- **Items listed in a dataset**
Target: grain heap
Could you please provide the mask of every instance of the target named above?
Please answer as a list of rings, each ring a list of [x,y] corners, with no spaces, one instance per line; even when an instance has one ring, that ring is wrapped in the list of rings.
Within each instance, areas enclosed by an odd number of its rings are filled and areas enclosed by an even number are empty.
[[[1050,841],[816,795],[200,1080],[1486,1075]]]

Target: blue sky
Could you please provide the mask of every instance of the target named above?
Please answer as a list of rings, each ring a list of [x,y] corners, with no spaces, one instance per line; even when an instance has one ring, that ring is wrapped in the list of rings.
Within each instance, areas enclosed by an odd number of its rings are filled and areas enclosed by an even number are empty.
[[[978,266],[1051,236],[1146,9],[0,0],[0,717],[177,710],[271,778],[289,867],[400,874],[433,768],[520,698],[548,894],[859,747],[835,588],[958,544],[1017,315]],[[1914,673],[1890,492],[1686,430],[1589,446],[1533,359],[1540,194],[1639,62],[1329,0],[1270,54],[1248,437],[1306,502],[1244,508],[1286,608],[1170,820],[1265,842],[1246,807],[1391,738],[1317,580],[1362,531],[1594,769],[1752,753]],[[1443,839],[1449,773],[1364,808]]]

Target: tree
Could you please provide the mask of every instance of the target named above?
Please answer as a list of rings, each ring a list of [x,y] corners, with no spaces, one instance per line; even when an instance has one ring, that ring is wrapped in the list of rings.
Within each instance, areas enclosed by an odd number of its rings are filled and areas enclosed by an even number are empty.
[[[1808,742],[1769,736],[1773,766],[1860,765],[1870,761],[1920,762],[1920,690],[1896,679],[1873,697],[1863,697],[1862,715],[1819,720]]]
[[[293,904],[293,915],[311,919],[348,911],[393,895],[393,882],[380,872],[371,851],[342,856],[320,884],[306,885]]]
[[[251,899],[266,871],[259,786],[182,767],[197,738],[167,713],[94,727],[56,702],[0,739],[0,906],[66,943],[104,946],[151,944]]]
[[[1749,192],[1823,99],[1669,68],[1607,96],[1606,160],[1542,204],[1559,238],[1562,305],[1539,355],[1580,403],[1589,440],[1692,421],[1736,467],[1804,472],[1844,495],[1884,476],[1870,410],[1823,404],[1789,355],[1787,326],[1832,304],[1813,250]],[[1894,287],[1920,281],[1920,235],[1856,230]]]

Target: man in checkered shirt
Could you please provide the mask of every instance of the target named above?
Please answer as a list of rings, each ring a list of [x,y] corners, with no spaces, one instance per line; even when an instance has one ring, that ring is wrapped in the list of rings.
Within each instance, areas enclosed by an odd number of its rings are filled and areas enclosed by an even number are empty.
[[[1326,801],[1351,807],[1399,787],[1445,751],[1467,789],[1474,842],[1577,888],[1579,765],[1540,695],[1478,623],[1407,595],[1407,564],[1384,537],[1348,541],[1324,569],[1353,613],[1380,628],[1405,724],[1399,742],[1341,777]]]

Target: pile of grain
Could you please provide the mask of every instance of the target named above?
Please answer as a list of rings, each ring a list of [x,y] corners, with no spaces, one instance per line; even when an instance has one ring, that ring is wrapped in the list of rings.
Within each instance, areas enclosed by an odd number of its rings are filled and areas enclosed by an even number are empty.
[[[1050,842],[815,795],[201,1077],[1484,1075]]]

- **WORK INSTRUCTIONS**
Word for word, repeat every line of the data.

- **THE ANSWER**
Target: grain heap
Could you please provide the mask of every instance of the target named above?
Please answer as a list of rings, each ring a list of [x,y] corners, with no spaces, one instance per line; even when an instance has one ring, that ring is wrapped in the list of rings.
Within each instance, areas enclosed by an odd number of its rings are filled and areas enclosed by an even number are empty.
[[[1050,841],[816,795],[200,1080],[1486,1075]]]

Target: blue sky
Could you please provide the mask of every instance of the target named above?
Please answer as a list of rings, each ring a list of [x,y] corners, with no spaces, one instance per line; even when an instance has one ring, that ring is wrapped in the list of rings.
Within each instance, areas enclosed by an odd number of its rings are filled and areas enclosed by an even number are empty.
[[[978,266],[1051,236],[1146,9],[0,0],[0,717],[177,710],[271,778],[289,867],[400,874],[433,768],[520,698],[548,894],[859,747],[835,588],[958,544],[1017,315]],[[1914,673],[1890,492],[1686,430],[1589,446],[1533,359],[1540,194],[1639,62],[1329,0],[1270,54],[1248,437],[1306,502],[1244,508],[1286,608],[1170,820],[1265,842],[1246,807],[1391,738],[1317,580],[1362,531],[1594,769],[1752,753]],[[1443,839],[1449,773],[1364,808]]]

Target: tree
Could you please provide the mask of every instance of the target named above?
Please answer as a list of rings, each ring a list of [x,y] corners, with no spaces, one instance per line; even when an instance has one ring, that ring is wrapped in the list of rings.
Within each instance, areas enclosed by an odd number of its rings are filled and areas enclosed by an even number are empty.
[[[1808,742],[1769,736],[1773,766],[1860,765],[1870,761],[1920,762],[1920,690],[1896,679],[1873,697],[1863,697],[1862,715],[1819,720]]]
[[[293,904],[293,915],[311,919],[348,911],[393,895],[393,882],[380,872],[371,851],[342,856],[320,884],[306,885]]]
[[[251,899],[266,871],[259,786],[182,767],[197,738],[167,713],[94,727],[56,702],[0,739],[0,906],[66,943],[104,946],[151,944]]]
[[[1749,192],[1823,99],[1669,68],[1607,96],[1606,160],[1542,204],[1559,238],[1562,305],[1539,355],[1580,403],[1589,440],[1692,421],[1736,467],[1804,472],[1844,495],[1884,476],[1870,410],[1823,404],[1789,355],[1787,326],[1832,304],[1813,250]],[[1894,287],[1920,281],[1920,235],[1856,230]]]

Target: man in checkered shirt
Could you please provide the mask of every instance of the target named above?
Please answer as a list of rings, each ring a list of [x,y] corners, with no spaces, one instance per line; even when an instance has one ring, that ring is wrapped in the list of rings.
Within each instance, areas enclosed by an odd number of its rings are filled and areas enclosed by an even number are empty.
[[[1326,801],[1351,807],[1399,787],[1445,751],[1467,789],[1474,842],[1577,888],[1579,765],[1540,695],[1478,623],[1407,595],[1407,564],[1384,537],[1348,541],[1324,569],[1353,613],[1380,628],[1405,724],[1399,742],[1341,777]]]

Target: pile of grain
Could you please provide the mask of every instance of the target named above?
Please answer as a list of rings, each ring a list of [x,y] corners, with no spaces, one instance per line; even when an instance has one ring, that ring is wrapped in the list of rings.
Within each instance, areas enclosed by an odd number of its rings are filled and areas enclosed by an even number are empty.
[[[1050,842],[815,795],[201,1077],[1484,1075]]]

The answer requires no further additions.